• _Entries provided_
>>>

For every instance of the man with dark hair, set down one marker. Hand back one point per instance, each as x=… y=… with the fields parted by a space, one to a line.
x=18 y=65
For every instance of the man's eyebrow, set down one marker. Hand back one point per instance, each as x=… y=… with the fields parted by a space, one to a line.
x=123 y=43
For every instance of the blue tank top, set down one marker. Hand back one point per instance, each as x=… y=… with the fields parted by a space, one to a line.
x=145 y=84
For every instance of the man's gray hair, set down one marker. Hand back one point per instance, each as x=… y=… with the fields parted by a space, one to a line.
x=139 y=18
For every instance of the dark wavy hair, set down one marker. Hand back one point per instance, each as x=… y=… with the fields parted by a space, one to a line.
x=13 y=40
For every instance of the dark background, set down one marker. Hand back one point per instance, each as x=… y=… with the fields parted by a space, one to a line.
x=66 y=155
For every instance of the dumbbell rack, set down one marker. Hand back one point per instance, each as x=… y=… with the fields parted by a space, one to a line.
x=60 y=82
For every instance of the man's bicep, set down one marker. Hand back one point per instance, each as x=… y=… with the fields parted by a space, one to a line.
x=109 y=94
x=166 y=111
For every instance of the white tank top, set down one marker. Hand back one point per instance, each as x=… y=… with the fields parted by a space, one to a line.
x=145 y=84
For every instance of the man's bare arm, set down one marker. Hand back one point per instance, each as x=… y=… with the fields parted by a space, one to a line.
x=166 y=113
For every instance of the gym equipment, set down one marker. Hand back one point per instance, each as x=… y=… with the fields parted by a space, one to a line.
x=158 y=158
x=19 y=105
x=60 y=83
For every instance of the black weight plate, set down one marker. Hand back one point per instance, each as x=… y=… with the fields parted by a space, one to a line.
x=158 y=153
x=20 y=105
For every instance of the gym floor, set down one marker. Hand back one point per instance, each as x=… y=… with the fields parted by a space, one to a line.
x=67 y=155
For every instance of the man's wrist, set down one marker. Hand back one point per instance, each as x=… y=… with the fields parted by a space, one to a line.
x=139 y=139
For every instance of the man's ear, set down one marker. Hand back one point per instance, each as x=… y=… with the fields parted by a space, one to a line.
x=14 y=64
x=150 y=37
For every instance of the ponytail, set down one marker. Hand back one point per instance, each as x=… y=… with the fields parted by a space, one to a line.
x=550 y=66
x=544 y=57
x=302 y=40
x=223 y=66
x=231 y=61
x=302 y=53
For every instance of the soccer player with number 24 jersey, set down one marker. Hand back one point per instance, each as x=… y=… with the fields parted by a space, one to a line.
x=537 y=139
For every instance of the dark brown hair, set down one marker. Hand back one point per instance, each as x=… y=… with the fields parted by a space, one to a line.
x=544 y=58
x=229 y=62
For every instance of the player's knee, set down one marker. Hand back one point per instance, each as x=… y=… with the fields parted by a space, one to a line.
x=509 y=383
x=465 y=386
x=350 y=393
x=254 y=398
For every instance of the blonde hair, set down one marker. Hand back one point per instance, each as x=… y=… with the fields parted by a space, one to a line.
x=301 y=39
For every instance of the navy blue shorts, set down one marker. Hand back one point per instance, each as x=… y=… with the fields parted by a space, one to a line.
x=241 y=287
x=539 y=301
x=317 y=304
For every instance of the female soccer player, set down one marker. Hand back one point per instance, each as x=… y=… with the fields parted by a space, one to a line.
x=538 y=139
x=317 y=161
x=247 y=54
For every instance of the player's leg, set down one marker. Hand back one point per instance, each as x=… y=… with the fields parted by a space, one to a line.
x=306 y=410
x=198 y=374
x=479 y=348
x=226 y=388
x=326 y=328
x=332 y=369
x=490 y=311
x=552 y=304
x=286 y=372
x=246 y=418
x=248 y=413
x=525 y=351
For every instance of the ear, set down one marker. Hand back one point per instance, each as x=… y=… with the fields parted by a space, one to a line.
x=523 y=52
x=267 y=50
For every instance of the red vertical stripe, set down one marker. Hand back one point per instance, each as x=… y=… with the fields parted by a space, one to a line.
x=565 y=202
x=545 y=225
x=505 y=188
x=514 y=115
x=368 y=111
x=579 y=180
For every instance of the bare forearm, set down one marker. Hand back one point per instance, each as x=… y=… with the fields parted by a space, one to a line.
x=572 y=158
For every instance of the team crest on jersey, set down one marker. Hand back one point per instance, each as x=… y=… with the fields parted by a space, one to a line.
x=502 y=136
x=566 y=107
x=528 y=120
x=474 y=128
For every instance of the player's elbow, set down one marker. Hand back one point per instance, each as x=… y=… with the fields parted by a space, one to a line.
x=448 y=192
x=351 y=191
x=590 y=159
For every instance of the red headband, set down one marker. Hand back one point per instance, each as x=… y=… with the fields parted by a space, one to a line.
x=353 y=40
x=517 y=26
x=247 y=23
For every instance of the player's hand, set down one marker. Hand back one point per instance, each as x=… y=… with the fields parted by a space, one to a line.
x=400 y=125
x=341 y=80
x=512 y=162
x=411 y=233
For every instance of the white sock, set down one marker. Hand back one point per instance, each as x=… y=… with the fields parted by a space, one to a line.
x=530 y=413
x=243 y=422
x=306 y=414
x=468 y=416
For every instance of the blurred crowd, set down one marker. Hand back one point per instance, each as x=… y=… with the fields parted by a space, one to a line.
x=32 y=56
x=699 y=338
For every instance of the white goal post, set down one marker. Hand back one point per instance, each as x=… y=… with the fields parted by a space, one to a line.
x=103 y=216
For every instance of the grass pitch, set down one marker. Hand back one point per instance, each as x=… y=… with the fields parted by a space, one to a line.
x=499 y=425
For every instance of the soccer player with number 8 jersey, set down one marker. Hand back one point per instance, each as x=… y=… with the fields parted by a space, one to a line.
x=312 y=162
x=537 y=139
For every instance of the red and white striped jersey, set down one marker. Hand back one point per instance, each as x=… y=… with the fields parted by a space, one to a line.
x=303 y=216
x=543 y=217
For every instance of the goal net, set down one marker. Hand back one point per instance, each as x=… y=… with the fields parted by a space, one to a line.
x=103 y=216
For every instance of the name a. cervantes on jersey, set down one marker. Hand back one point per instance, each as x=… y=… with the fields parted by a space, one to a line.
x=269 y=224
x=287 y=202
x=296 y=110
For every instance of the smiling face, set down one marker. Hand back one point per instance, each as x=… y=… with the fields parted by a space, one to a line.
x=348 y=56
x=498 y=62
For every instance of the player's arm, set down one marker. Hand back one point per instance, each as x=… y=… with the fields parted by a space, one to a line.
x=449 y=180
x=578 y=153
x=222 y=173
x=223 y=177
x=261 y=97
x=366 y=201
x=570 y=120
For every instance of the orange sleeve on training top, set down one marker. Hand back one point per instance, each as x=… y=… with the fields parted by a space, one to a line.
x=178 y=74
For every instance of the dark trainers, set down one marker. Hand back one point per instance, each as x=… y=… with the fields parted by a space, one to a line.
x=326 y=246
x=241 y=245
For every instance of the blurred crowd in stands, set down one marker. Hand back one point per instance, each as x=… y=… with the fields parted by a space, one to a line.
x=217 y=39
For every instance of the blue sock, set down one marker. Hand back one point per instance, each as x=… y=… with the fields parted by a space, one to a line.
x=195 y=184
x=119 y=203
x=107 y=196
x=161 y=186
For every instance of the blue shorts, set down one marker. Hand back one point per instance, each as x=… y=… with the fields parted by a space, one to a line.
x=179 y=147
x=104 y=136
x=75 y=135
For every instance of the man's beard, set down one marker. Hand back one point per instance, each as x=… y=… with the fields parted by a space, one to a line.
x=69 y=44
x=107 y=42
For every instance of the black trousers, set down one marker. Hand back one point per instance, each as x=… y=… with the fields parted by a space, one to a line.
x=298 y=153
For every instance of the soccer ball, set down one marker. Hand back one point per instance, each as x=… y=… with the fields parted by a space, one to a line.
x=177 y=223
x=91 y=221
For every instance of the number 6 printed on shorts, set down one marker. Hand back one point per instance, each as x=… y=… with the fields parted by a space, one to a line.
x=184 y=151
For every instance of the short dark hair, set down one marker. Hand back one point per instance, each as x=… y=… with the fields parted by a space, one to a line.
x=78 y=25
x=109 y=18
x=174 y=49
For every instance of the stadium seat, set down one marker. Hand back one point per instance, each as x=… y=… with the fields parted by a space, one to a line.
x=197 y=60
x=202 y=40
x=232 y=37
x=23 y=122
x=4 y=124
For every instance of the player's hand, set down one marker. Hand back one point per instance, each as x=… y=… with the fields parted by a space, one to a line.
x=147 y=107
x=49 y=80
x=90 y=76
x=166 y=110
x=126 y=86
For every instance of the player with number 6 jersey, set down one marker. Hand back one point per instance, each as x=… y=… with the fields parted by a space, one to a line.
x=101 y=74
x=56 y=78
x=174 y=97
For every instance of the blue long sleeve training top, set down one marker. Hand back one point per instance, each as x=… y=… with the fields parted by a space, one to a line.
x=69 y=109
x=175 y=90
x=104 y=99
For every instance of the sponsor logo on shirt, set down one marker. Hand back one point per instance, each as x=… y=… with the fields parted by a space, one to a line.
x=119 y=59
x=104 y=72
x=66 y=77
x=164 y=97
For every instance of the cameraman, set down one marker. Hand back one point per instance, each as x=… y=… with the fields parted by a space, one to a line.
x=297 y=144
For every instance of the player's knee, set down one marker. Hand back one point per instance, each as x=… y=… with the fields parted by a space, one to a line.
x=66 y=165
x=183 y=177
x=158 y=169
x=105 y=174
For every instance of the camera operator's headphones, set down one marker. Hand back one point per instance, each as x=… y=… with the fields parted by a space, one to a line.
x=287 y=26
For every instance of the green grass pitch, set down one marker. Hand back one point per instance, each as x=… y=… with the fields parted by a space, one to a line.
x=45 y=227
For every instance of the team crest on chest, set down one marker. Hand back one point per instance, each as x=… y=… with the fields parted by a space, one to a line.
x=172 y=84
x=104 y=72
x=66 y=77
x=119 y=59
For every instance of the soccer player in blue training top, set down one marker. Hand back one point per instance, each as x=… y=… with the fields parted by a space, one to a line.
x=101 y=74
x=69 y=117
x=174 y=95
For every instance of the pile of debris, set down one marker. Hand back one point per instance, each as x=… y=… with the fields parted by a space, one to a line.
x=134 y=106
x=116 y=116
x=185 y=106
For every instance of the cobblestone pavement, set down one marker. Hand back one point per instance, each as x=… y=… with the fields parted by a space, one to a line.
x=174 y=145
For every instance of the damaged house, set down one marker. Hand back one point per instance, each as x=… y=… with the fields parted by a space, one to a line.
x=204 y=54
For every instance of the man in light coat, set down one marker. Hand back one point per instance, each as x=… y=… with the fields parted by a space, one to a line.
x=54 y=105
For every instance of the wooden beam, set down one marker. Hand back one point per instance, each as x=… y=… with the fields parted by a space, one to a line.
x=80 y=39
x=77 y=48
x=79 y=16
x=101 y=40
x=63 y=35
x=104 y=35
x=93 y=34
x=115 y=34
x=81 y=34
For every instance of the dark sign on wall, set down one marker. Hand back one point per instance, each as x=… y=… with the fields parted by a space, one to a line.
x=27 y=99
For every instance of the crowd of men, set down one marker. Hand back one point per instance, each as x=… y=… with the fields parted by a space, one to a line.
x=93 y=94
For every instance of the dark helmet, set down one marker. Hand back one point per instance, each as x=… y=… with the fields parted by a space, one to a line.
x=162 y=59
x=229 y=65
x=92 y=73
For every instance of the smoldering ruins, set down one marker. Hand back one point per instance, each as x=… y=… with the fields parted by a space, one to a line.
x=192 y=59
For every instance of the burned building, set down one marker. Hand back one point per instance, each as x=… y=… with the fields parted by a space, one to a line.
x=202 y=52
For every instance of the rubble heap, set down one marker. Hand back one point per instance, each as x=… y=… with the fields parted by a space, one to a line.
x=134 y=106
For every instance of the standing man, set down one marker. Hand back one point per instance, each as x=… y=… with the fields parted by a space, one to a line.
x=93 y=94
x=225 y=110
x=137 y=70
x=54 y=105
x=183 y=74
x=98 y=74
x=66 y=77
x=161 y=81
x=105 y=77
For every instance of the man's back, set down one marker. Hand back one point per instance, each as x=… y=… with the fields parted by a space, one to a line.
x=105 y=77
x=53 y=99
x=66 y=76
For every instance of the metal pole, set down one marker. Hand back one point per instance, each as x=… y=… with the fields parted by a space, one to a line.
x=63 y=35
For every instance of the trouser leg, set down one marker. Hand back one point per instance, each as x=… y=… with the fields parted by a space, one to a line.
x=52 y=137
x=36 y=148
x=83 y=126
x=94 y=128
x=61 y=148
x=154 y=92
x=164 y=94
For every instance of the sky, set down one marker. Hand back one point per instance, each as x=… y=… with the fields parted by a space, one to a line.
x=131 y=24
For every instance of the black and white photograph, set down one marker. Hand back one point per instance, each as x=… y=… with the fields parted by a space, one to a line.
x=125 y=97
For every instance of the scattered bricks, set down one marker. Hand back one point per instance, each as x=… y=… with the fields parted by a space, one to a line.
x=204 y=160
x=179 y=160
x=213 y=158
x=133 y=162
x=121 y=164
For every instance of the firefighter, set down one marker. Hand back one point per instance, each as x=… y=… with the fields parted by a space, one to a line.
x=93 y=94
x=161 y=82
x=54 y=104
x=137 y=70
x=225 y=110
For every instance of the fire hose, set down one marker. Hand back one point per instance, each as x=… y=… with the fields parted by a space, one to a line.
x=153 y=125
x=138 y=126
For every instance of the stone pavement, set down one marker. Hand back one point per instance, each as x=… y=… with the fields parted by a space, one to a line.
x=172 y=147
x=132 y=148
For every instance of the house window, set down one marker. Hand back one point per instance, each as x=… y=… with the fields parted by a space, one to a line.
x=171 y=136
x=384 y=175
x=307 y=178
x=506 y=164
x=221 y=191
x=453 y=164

<<<

• _Exercise brief_
Your reply should be the lines from the one that contains "For every instance of the house" through the end of the listing above, repeated exactly.

• _The completed task_
For every instance of the house window, set down one marker. Hand back one point per instance, each as x=… y=… with the fields parted by a space, one to a line.
x=171 y=136
x=384 y=175
x=307 y=178
x=506 y=164
x=221 y=191
x=453 y=164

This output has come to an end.